#### Data for analysis ####
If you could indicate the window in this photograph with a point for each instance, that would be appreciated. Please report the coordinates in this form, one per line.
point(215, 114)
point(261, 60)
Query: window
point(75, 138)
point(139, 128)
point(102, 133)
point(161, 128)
####
◆ Task objective
Your reply must contain each entry, reproduced exactly.

◆ Exercise output
If you could indicate the window in this photograph with a point for each instance, that would be appreciated. Please report the coordinates in this form, one per line.
point(215, 114)
point(261, 60)
Query: window
point(75, 138)
point(139, 128)
point(102, 133)
point(161, 128)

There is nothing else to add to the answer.